Work required »
Copy each line of the listing below exactly.

Data shown »
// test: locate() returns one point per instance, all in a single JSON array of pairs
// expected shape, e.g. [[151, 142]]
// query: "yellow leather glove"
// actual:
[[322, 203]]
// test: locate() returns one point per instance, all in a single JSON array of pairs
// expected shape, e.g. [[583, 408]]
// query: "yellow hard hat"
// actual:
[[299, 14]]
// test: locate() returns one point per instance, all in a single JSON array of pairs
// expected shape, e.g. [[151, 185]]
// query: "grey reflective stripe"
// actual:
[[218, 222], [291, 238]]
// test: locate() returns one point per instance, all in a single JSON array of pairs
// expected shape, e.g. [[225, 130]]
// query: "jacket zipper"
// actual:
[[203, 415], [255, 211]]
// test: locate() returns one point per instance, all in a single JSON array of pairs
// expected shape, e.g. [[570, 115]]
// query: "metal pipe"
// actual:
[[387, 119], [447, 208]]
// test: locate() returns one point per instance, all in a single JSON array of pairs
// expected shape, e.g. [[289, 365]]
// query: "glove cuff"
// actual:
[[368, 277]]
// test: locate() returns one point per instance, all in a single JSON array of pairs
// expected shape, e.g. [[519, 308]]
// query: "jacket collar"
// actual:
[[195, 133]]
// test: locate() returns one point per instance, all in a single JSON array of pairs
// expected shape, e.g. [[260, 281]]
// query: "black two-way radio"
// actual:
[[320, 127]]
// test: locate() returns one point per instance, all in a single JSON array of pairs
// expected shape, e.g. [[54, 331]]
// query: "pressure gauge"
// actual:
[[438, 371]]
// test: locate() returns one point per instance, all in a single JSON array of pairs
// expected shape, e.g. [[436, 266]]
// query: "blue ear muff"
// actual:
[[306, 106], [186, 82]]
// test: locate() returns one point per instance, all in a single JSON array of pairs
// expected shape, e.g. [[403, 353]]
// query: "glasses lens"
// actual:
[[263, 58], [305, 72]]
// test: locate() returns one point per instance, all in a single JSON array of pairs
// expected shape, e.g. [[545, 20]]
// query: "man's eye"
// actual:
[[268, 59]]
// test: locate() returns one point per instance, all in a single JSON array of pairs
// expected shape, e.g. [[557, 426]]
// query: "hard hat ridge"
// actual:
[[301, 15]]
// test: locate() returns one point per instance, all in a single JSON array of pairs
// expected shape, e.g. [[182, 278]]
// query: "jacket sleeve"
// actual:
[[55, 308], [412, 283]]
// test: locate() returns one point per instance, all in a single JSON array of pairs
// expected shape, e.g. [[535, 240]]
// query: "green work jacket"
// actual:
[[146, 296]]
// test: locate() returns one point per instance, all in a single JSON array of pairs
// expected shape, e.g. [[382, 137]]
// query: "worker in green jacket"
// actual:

Exercise response »
// test: locate() returns one point per instance, all in a single JSON array of pairs
// expected shape, e.g. [[151, 142]]
// query: "yellow leather glove"
// actual:
[[322, 203]]
// test: locate() returns one point per instance, all in a single JSON array of pairs
// expected shape, e.g. [[583, 408]]
// query: "yellow hard hat"
// actual:
[[299, 14]]
// test: locate() returns one point per instance, all in a single JSON array of pairs
// expected shape, e.g. [[151, 185]]
// query: "grey reflective stripe"
// actual:
[[218, 222], [291, 238]]
// test: locate() returns one point per instance, all in a single JSON array of pairs
// expected shape, e.g. [[225, 130]]
// query: "jacket zipper"
// actual:
[[203, 415], [255, 211]]
// test: locate() returns one point per instance, all in a single JSON array of pairs
// expected shape, e.g. [[570, 115]]
// query: "metal pipe"
// actual:
[[387, 119], [447, 208]]
// test: locate() returns one point per instance, all in a single JSON array of pairs
// expected shape, e.g. [[289, 365]]
// query: "glove cuff"
// actual:
[[368, 277]]
// test: locate() returns one point per instance, all in a single JSON array of pairs
// expected shape, e.g. [[519, 308]]
// query: "jacket collar"
// actual:
[[195, 133]]
// test: locate() returns one point per instance, all in a single JSON array of pairs
// expected shape, e.g. [[260, 281]]
// query: "black two-way radio"
// actual:
[[320, 127]]
// test: locate() returns one point per instance, all in a single JSON array of pairs
// expected shape, e.g. [[54, 331]]
// query: "pressure gauge"
// actual:
[[438, 371]]
// test: locate() returns one point per instance, all in a single JSON array of pairs
// expected shape, e.g. [[436, 266]]
// query: "blue ear muff"
// actual:
[[306, 106], [186, 82]]
// test: locate() returns one point per instance, all in a single JSON array of pairs
// expected shape, e.g. [[403, 353]]
// query: "glasses lens"
// actual:
[[263, 58], [305, 72]]
// test: locate() returns one point per instance, all in a single JSON array of pairs
// expected shape, e.g. [[545, 20]]
// query: "man's eye"
// actual:
[[268, 59]]
// test: locate() returns one point per instance, all in a single JSON array of pairs
// expected shape, e.g. [[557, 426]]
// query: "hard hat ridge"
// actual:
[[301, 15]]
// test: locate() returns one point per instance, all in a single JSON array of pairs
// expected shape, e.g. [[182, 278]]
// query: "jacket sleeve"
// actual:
[[55, 308], [412, 283]]
// test: locate() returns one point per instance, all in a single JSON array of pairs
// expected shape, e.g. [[535, 240]]
// query: "green work jacket"
// actual:
[[146, 296]]
// test: locate() returns one point per instance, all in a single JSON array of pairs
// expected shape, e.g. [[382, 137]]
// query: "worker in green jacket"
// actual:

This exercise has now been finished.